start DATASET EXTRACT
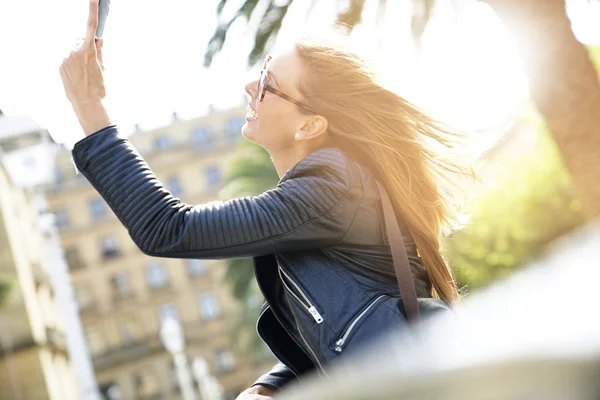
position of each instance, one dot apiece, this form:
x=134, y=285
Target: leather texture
x=317, y=238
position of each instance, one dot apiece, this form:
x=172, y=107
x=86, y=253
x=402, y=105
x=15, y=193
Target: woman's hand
x=81, y=73
x=257, y=392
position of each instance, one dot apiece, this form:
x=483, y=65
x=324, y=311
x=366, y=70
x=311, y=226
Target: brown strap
x=408, y=293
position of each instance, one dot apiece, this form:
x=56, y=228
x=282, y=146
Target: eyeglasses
x=263, y=87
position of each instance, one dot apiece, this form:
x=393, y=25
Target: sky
x=468, y=73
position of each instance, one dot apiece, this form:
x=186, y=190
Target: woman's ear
x=313, y=127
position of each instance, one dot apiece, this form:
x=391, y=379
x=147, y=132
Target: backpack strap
end DATASET EXTRACT
INSTRUCTIONS FOR THE TASK: Reproduce the material in its entirety and word for word, without the pictures.

ANSWER TO THE EXERCISE:
position of each instance, one dot apiece, this form:
x=134, y=285
Target: leather texture
x=317, y=238
position of each instance, one dot apiece, this form:
x=172, y=107
x=86, y=253
x=402, y=105
x=15, y=193
Target: woman's hand
x=81, y=73
x=257, y=392
position of each instance, one dot apiece, this form:
x=483, y=65
x=324, y=311
x=366, y=70
x=311, y=226
Target: brown strap
x=408, y=293
position of each instance, one dot apiece, this form:
x=56, y=228
x=282, y=146
Target: eyeglasses
x=263, y=87
position of each instance, one dot apiece, this form:
x=393, y=25
Target: sky
x=468, y=73
position of each instance, one dot apiece, this form:
x=186, y=190
Target: woman's ear
x=313, y=127
position of each instance, one dot apiece, this form:
x=391, y=379
x=147, y=132
Target: backpack strap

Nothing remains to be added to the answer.